## ENTRIES SHOWN
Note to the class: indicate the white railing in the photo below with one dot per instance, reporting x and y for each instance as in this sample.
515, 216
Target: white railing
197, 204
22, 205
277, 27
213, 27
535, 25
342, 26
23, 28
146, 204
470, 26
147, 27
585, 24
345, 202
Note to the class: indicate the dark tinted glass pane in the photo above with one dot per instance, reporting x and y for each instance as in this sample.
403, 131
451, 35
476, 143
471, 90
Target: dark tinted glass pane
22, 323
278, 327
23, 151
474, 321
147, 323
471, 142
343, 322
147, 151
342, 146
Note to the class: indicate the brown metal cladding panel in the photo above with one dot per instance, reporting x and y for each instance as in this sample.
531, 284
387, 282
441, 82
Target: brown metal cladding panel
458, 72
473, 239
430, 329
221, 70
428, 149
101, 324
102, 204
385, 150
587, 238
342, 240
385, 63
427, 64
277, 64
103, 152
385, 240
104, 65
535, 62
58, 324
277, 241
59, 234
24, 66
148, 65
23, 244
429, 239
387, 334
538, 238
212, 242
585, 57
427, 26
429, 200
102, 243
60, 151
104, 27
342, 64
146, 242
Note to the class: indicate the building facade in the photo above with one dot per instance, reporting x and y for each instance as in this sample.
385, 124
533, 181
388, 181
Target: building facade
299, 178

## WORK INSTRUCTIONS
Please format the records above as a Markdown table with the columns Row and Line, one numbered row per line in order, leaving out blank lines.

## EXERCISE ANSWER
| Row | Line |
|---|---|
| 1 | Note to the class: indicate the white railing in the photo below with one dot per instance, reporting x and y for each instance as in this sample. |
| 2 | 515, 216 |
| 3 | Target: white railing |
| 4 | 197, 204 |
| 5 | 22, 205 |
| 6 | 277, 27 |
| 7 | 213, 27 |
| 8 | 535, 25 |
| 9 | 342, 26 |
| 10 | 23, 28 |
| 11 | 146, 204 |
| 12 | 470, 26 |
| 13 | 147, 27 |
| 14 | 585, 24 |
| 15 | 345, 202 |
| 16 | Note to the class: indicate the dark tinted glass pane in the photo above with one dot per instance, reporting x and y for each instance as in this sample. |
| 17 | 403, 131 |
| 18 | 451, 35 |
| 19 | 476, 143 |
| 20 | 471, 90 |
| 21 | Target: dark tinted glass pane |
| 22 | 22, 323 |
| 23 | 278, 327 |
| 24 | 23, 151 |
| 25 | 474, 321 |
| 26 | 147, 323 |
| 27 | 471, 142 |
| 28 | 343, 322 |
| 29 | 147, 151 |
| 30 | 342, 146 |
| 31 | Note to the class: indicate the brown metal cladding panel in the photo above with one dot per instance, reporting x and y for each instance as in this sample. |
| 32 | 531, 284 |
| 33 | 387, 282 |
| 34 | 441, 82 |
| 35 | Target: brown metal cladding panel |
| 36 | 458, 72 |
| 37 | 473, 239 |
| 38 | 430, 329 |
| 39 | 221, 70 |
| 40 | 428, 149 |
| 41 | 101, 324 |
| 42 | 102, 204 |
| 43 | 385, 150 |
| 44 | 587, 238 |
| 45 | 342, 240 |
| 46 | 385, 63 |
| 47 | 427, 64 |
| 48 | 277, 64 |
| 49 | 103, 152 |
| 50 | 385, 240 |
| 51 | 104, 65 |
| 52 | 535, 62 |
| 53 | 58, 324 |
| 54 | 277, 241 |
| 55 | 59, 234 |
| 56 | 24, 66 |
| 57 | 148, 65 |
| 58 | 23, 244 |
| 59 | 429, 239 |
| 60 | 387, 334 |
| 61 | 538, 238 |
| 62 | 212, 242 |
| 63 | 585, 57 |
| 64 | 427, 26 |
| 65 | 429, 200 |
| 66 | 102, 243 |
| 67 | 60, 151 |
| 68 | 104, 27 |
| 69 | 342, 64 |
| 70 | 146, 242 |
| 71 | Note to the class: indicate the building facade in the photo above with one dot per instance, reporting x and y for each instance as in this sample. |
| 72 | 385, 124 |
| 73 | 533, 181 |
| 74 | 388, 181 |
| 75 | Target: building facade |
| 76 | 299, 178 |